--- TRAVAIL À FAIRE ---
1. Relevez, sans doublon et dans leur ordre d'apparition, tous les noms de personnes mentionnés dans le texte de lecture.
2. Reproduisez fidèlement un extrait du texte de lecture, en commençant aux mots "Mon ami Raphaël" et en vous arrêtant après "aussi en eBook.".

--- TEXTE DE LECTURE ---
══════
Mon ami Raphaël Sorin n'était pas victime de ce blocage freudien et grâce à lui je pus sortir de ce contexte. Il me présenta à André Balland, qui me fit rencontrer Jean Gourmelin, dont il avait édité plusieurs ouvrages, nous suggérant de travailler ensemble. L'accord a été immédiat. Jean avait déjà des dessins qui collaient au texte, j'avais des idées de dessins qu'il trouva intéressant de réaliser et il en imagina d'autres lui-même. Nous construisîmes ainsi une sorte de BD de réflexion, que André Balland publia en 1974. Trente-quatre ans plus tard, à l'occasion d'une rétrospective Jean Gourmelin à la Bibliothèque Publique d'Information de Pompidou, Vuibert en a sorti une nouvelle édition, remise en pages par François Forcadell et complétée d'esquisses de Jean, qui éclairent son travail. Le livre existe aussi en eBook.

Aujourd'hui, il est bien sûr tout à fait convenable de s'intéresser à la psychologie des mathématiques et des mathématiciens. Certains auteurs vont même très loin, comme Pierre Cassou-Noguès avec sa fascinante étude : Les démons de Gödel. Kurt Gödel pensait, comme moi que les mathématiques sont des phénomènes que nous observons dans notre propre pensée. Il postulait l'existence d'un "troisième oeil", virtuel, nous permettant l'observation directe de nos abstractions internes. L'usage intense de cet oeil n'est pas sans danger. Kantor, Gödel et bien d'autres ont poursuivi leurs recherches mathématiques au péril de leur santé mentale. Chaque mathématicien doit trouver son équilibre personnel. Je peux comprendre les réticences de ceux des années soixante-dix devant un jeune aventurier comme moi, sans diplôme sérieux, proposant de les remettre en question.
══════
--- INFORMATIONS AFFICHÉES ---

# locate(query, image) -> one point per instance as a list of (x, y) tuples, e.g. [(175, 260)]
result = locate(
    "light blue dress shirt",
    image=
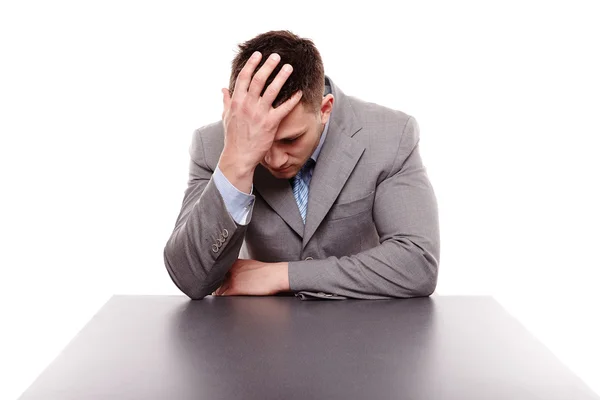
══════
--- RÉPONSES ATTENDUES ---
1. Raphaël Sorin, André Balland, Jean Gourmelin, François Forcadell, Pierre Cassou-Noguès, Kurt Gödel, Kantor

2.
Mon ami Raphaël Sorin n'était pas victime de ce blocage freudien et grâce à lui je pus sortir de ce contexte. Il me présenta à André Balland, qui me fit rencontrer Jean Gourmelin, dont il avait édité plusieurs ouvrages, nous suggérant de travailler ensemble. L'accord a été immédiat. Jean avait déjà des dessins qui collaient au texte, j'avais des idées de dessins qu'il trouva intéressant de réaliser et il en imagina d'autres lui-même. Nous construisîmes ainsi une sorte de BD de réflexion, que André Balland publia en 1974. Trente-quatre ans plus tard, à l'occasion d'une rétrospective Jean Gourmelin à la Bibliothèque Publique d'Information de Pompidou, Vuibert en a sorti une nouvelle édition, remise en pages par François Forcadell et complétée d'esquisses de Jean, qui éclairent son travail. Le livre existe aussi en eBook.